PASSAGE SHOWN:
┌──

Greater London Action for Disability received a reply to their complaint which said that we misunderstood the intention, "psychos did not refer to patients, but was a professional shorthand for doctors and nurses".
Campaigner Annabel Jessup poses for the Press
Users were mystified because they had never heard doctors and nurses calling each other psychos. As were the Royal College of Psychiatrists and the Royal College of Nursing. "The title itself is appalling and stigmatising and the College deeply regrets the choice" said the RCP.
Many users were hardly able to believe their eyes when the programme title was announced. It clearly stereotyped all users of acute care as being potential and actual psycho killers, when user/survivors know full well that most patients are peaceful, non-offenders and they have often been victim of great tragedy such as rape, child abuse or other crime. Programme four was serendipitously shown at the same time as Hitchcock's Psycho.
The original poster campaign contained the words Psychos – drama that will blow your mind alongside an image of the Douglas Henshall character Dr Nash pulling a particularly crazed face. This was taken from a shower scene in the programme. Hmmm, shower scenes?
 An investigation by the Big Issue seemed to reveal that the Commissioning Editor – Gub Neale, inventive as ever, had made up this story of professional shorthand to justify Channel 4's action. (Mr Neale was responsible for the highly true-to-life series Cracker, when he was at Granada.)

└──

PROBLEM 1:
Duplicate everything in the Psychos passage from "The original poster" down to "Hmmm, shower scenes?".
PROBLEM 2:
Based on the Psychos passage, answer yes or no for each statement and quote the words that decide it: (a) The Royal College of Psychiatrists called the title stigmatising. (b) Programme four aired at the same time as Hitchcock's Vertigo. (c) The original poster showed the character Dr Nash.
The records that come next have nothing to do with this passage.

AVAILABLE DATA:

┌──

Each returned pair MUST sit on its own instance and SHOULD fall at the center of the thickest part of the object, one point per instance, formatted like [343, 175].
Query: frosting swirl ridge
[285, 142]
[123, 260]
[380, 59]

└──

ANSWER AREA 1:
The original poster campaign contained the words Psychos – drama that will blow your mind alongside an image of the Douglas Henshall character Dr Nash pulling a particularly crazed face. This was taken from a shower scene in the programme. Hmmm, shower scenes?

ANSWER AREA 2:
(a) Yes: "The title itself is appalling and stigmatising and the College deeply regrets the choice"
(b) No: "Programme four was serendipitously shown at the same time as Hitchcock's Psycho."
(c) Yes: "an image of the Douglas Henshall character Dr Nash pulling a particularly crazed face"